[Exercise directions] Copy the line with "Where can the framed" and all lines following it through the last line of the entries, exactly as written.

____

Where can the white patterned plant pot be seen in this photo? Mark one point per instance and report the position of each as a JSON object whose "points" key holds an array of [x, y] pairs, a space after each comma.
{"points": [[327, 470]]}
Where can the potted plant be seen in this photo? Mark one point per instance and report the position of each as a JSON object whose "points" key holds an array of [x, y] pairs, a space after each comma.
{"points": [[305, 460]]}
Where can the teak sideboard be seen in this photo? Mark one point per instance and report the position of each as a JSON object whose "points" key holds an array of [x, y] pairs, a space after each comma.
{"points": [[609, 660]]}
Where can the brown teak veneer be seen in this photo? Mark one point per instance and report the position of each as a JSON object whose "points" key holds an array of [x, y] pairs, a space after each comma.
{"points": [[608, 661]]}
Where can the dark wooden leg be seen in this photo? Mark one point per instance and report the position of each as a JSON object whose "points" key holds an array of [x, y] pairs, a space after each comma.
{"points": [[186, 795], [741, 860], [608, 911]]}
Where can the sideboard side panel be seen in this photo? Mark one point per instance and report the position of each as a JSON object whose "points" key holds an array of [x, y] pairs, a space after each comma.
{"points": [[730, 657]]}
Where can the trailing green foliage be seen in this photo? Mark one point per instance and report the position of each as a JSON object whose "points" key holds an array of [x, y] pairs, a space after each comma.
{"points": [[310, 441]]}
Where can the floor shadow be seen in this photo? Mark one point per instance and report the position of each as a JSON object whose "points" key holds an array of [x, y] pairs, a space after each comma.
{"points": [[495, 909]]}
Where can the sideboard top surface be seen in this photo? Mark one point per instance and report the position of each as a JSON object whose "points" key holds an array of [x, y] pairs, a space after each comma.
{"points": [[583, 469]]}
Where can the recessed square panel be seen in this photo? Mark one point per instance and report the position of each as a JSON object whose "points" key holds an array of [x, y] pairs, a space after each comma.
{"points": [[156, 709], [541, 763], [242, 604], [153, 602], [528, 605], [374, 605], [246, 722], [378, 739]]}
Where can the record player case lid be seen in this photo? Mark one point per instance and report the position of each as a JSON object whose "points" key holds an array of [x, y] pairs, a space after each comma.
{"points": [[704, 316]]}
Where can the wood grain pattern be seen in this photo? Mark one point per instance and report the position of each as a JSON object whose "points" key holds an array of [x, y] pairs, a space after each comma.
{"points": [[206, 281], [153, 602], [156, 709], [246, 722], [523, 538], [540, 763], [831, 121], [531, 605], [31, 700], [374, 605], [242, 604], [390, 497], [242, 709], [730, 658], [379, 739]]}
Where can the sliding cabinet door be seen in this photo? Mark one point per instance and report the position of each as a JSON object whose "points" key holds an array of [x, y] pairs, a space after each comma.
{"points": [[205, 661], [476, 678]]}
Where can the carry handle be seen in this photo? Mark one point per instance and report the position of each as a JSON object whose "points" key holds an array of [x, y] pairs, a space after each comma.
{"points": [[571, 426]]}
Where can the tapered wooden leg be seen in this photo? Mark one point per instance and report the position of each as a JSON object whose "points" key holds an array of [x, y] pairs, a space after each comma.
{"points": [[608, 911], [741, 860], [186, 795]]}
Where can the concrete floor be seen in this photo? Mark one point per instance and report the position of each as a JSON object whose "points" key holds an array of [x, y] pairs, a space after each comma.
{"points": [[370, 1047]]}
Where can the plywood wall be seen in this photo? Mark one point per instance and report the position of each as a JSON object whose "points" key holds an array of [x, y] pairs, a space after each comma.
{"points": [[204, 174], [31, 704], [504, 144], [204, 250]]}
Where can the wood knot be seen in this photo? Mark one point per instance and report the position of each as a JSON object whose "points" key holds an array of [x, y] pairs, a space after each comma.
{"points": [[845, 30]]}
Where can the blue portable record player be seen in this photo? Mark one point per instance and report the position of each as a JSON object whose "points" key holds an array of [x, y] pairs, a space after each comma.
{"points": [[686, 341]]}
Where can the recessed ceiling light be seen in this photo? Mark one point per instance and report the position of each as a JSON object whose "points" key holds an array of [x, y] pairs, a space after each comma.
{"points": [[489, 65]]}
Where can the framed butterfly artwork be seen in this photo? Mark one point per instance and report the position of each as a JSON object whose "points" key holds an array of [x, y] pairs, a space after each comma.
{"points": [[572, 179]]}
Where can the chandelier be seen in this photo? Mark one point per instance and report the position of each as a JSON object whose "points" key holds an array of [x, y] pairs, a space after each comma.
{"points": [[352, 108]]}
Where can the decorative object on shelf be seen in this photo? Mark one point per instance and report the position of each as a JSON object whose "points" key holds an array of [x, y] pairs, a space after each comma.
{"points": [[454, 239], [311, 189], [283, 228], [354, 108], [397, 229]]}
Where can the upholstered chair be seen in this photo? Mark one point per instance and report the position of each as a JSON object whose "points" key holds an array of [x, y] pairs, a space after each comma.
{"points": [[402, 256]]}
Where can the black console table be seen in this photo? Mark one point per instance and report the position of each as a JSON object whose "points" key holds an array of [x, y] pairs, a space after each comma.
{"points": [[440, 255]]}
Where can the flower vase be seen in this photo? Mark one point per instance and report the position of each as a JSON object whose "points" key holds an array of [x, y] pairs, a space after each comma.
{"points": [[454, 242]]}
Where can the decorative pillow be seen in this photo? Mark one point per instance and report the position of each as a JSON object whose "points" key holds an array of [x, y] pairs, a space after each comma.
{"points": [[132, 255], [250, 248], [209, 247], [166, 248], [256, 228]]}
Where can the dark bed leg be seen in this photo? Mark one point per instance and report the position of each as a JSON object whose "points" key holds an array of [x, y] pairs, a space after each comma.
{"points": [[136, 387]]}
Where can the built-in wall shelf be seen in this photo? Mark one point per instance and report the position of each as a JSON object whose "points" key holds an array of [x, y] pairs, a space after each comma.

____

[Output for this exercise]
Where can the framed butterfly artwork be seen in this photo? Mark one point per instance and report the position of each as a JSON object whose "points" key holds an array of [x, y] pairs, a space after each comma.
{"points": [[572, 179]]}
Where can the chandelier be seen in this photo? Mark one point per instance and report the position of each as a JSON object whose "points" key holds an array of [x, y] pairs, a space after each comma.
{"points": [[352, 108]]}
Where can the decorative object on shelf be seen in this photo? Mark one point per instance and report the position of each as a JSON object whose "points" key holds an array of [x, y] pairs, a space after each comma.
{"points": [[454, 239], [311, 189], [283, 228], [354, 108], [397, 229]]}
Where can the upholstered chair be seen in this photo? Mark one point per instance and report the position of each as a JSON object whose "points" key holds an array of [x, y] pairs, a space after each comma.
{"points": [[402, 256]]}
Where can the black console table be seen in this photo? Mark one point per instance and report the position of each as a JSON object whose "points" key holds an array of [x, y] pairs, a space after each comma.
{"points": [[440, 255]]}
Where can the flower vase be seen in this photo? Mark one point per instance and report the position of each as a JSON object whose "points" key holds an array of [x, y] pairs, a space after each comma.
{"points": [[454, 242]]}
Where can the decorative pillow be seen in this photo? Mark one point per instance and report the position of each as a JSON object whose "points" key holds an array of [x, y] pairs, a space after each comma.
{"points": [[132, 255], [250, 248], [209, 247], [166, 248], [256, 228]]}
Where can the dark bed leg be seen in this photo? Mark one point per instance and report the position of each as a JSON object whose "points" key holds an array of [x, y] pairs, a space after each comma.
{"points": [[136, 387]]}
Where can the built-in wall shelf be seen in this photo? Mark one point per instance and report the position of each as a JSON object whose "points" key holds an array of [x, y] pairs, a space after each comma.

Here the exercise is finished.